An exact transcription of all the data is the expected reply.

======== Exercise input ========

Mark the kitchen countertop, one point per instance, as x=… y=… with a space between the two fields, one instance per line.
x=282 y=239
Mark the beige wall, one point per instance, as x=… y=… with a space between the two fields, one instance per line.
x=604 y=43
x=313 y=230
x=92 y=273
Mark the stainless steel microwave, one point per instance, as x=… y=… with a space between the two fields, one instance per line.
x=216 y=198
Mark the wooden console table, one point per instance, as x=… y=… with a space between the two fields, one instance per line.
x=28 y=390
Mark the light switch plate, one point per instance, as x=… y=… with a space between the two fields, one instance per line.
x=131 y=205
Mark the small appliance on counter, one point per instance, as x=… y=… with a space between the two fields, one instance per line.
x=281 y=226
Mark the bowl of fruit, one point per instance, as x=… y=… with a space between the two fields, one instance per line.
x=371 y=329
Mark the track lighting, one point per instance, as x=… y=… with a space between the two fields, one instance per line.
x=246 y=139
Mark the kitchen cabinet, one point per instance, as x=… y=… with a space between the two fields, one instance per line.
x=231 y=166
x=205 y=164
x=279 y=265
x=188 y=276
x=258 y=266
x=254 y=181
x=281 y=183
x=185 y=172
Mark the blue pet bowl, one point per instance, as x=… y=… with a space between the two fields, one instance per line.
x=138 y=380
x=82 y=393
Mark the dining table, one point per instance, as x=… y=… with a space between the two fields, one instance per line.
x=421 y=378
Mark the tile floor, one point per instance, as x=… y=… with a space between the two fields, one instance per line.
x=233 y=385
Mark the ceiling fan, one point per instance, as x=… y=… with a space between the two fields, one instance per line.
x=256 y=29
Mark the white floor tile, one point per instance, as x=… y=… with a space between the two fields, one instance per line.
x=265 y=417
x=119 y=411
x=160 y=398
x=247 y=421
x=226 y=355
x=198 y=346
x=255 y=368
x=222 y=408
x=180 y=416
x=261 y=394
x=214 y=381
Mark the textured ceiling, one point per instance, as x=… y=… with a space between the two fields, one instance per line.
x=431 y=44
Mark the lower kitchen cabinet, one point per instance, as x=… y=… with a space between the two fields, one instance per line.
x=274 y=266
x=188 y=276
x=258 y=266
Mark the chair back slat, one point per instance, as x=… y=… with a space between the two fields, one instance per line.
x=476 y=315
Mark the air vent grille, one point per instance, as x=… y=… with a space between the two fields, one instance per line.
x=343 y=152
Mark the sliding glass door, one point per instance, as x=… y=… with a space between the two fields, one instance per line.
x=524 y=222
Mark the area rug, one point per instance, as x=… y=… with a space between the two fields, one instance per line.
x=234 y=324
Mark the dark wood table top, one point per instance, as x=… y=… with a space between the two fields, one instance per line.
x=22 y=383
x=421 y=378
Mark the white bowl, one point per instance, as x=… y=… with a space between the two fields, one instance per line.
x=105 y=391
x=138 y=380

========

• [Expected output]
Mark the kitchen countertop, one point per instance, as x=… y=… with a space between the two fields, one instance per line.
x=282 y=239
Mark the beige wall, one point per instance, as x=… y=… with a space between the two fields, one instance per line.
x=604 y=43
x=313 y=230
x=92 y=273
Mark the stainless steel microwave, one point per instance, as x=… y=… with a space between the two fields, one instance per line.
x=216 y=198
Mark the wooden console table, one point per instance, as x=… y=… with a space between the two fields, one instance per line.
x=28 y=390
Mark the light switch plate, one point per instance, as x=… y=… with a space between the two fields, one instance per line.
x=131 y=205
Mark the small appliance on counter, one point per instance, as x=… y=… with a space between the two fields, one instance per line.
x=281 y=226
Mark the bowl of fruit, one point per instance, as x=… y=… with a space between the two fields, one instance per line.
x=371 y=329
Mark the track lighting, one point per instance, as x=… y=… with a space between the two fields, one instance per line.
x=246 y=139
Mark the kitchen cabinet, one point per instance, as x=… y=… with a space between the two fields, one instance per line.
x=231 y=166
x=205 y=164
x=279 y=265
x=188 y=276
x=258 y=266
x=254 y=181
x=281 y=183
x=185 y=172
Mark the blue pet bowl, one point per instance, as x=… y=… with a space between the two fields, one instance per line.
x=138 y=380
x=82 y=393
Mark the dining table, one point per instance, as x=… y=… with a space between the two fields, one instance per line.
x=421 y=378
Mark the tile floor, one point per instance, as x=… y=… with a space between the two fields, one instance per line.
x=233 y=385
Mark the ceiling fan, one point per instance, as x=… y=… with a space between the two fields, one instance per line.
x=256 y=29
Mark the white floor tile, one point per instance, as x=… y=… with a space between the two fields, one instance per line.
x=265 y=417
x=119 y=411
x=160 y=398
x=247 y=421
x=226 y=355
x=198 y=346
x=255 y=368
x=222 y=408
x=180 y=416
x=261 y=394
x=214 y=381
Mark the textured ceiling, one point per instance, as x=… y=… with a space between the two fields, one instance per line.
x=431 y=44
Mark the lower kitchen cabinet, one point per instance, as x=… y=… with a space between the two fields, one instance per line.
x=274 y=266
x=188 y=276
x=258 y=266
Mark the chair back slat, one point per instance, as x=… y=… with a space between the two fields, one instance per line.
x=476 y=315
Mark the air vent grille, one point per instance, as x=… y=… with a space between the two fields, one instance per line.
x=343 y=152
Mark the sliding glass door, one point per instance, as x=… y=… with a space between the two fields, one instance per line.
x=524 y=222
Mark the area rug, one point per instance, as x=… y=… with a space between the two fields, one instance per line.
x=234 y=324
Mark the dark wood table top, one point per instance, as x=… y=… with a space between the two fields, one instance per line.
x=22 y=383
x=421 y=378
Mark the white bowl, one point per instance, as x=… y=… with a space between the two fields, one instance per line.
x=105 y=391
x=138 y=380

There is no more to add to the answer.